= JOBS =
1) According to the interview on selling products, what is the most the landed cost should be as a share of the product's price?
2) Pick up the interview about product margins and landed cost right after its final line.

[start of ARTICLE]

Guillaume: Maybe you can sell musical instruments now.
Neil: Well, never say never, right? I won’t tell you all of that but there is the opportunity to create passion and hybrid. Now, was I passionate about music? Absolutely. But could I be passionate or moderately passionate about products I know someone else is very passionate about while making profit, paying for my family and having a house instead of a van? Yeah, so you have to balance in moderation. You can’t be solely focused on just, it’s only numerical and blah, blah blah. Because then you’re going to become self-serving. You’re not actually going to think about who’s wanting these and why I should be selling them to them and being passionate. You should be able to identify, here’s one of those criteria we were just going back against. This product I’ve identified from my big list, and I realized that it can be profitable. It costs or goes for 35% or less for my landed cost and it has at least 30-50 to $300 in retail value in it.
When I started to identify that then I unlocked other components of this product that says, it has data validation behind it. Now can I validate the customer who wants this and why they would want it? And can I even put a name on this person? Can I name them Uncle Bob? Do I have an Uncle Bob who is passionate about Neil photography, who buys all the latest gear and talks about it and goes out on these trips and excursions and does all this stuff? Can I name him? Can I talk about him? Can I say is this the guy that would buy this? Could I even take him a concept and say would you buy this? And have him tell me, yeah, that’s fantastic! I’d love it.
Guillaume: Yeah. A marketing persona, who you’re selling because you understand and run your idea by that avatar marketing persona.
Neil: I know that sort of passion and get them to identify with that and even talk about them.
Guillaume: And you mentioned 35% so you want the cost of the goods to be roughly a third of the final sales price
Neil: Roughly correct, 35%.
Guillaume: Now, how does that vary depending on the type of product or the cost of the product, like if you’re selling inexpensive stuff, like a dollar store kind of thing? You probably want to have crazy margins and as you move up in product, like 1000s of dollars, you probably have smaller margins, do you have ideas on that?
Neil: That is actually one product margin that you want to maintain. So you actually look at that in terms of your profit margin, the numbers that balance it out. It’s just one metric of the cost of goods of that product. It’s not what we call the landed cost. The landed cost, but also have shipping fulfillment, packing potential, three PL costs and things associated with it. And that number should be 35% or less of the product. The basically landed cost being to the point where that product is in Amazon and ready to be bought by a person, it’s ready to be purchased, ready to be sold.
Guillaume: So you’re saying your landed cost is 35%, or your cost of goods?

[end of ARTICLE]
[start of STORED RECORDS]

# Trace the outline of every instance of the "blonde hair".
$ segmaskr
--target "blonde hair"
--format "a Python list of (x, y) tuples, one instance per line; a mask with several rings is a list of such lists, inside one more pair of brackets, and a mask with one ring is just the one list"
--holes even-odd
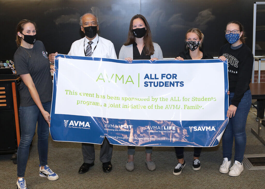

[end of STORED RECORDS]

= FINAL RESULTS =
1) 35% or less.

2)
Neil: Well, cost of goods as a whole.
Guillaume: As a whole of the landed cost. So it’s not just the product.
Neil: That’s just theindividual product itself.
Guillaume: I have my own mug here, so including the shipping to Amazon, all my fees, and all that stuff, if I’m sending 10 bucks, it’ll cost me $3.50 max?
Neil: It is more important to look at that than the retail part. Because if that metric holds for a product 50 to $300 in range, the profit margin will simply just change based on the sourcing and aspect of that product’s ability to sell one unit in the marketplace. So you’ll look at those other goods and that is a metric you hold because you also are going to stack on marketing costs, you’re going to put Amazon’s fees on top of that, logistics fees, and freight fees and other things. We literally have a 47 columns spreadsheet, where we take the data mining component of our SixLeaf Phoenix tool, and we compile all that data in there. And each of those components 35% here, 15% there, etc, are all pre-built into that.
And there are three important columns. For your mug, let’s say it is the profit percentage ROI, and gross profit of that product or net profit, excuse me of that product, those three columns have to go green. If they go green, that’s a product I could actually sell profitably in the marketplace. Now I need to validate my competition to my pricing to ensure that I will be competitive, that I’m not going to be undervaluing or lowering my price or profit margin, and more importantly, that I know I can compete head to head with those folks, by my marketing activities within Amazon and still make a profit for myself at the end of the day.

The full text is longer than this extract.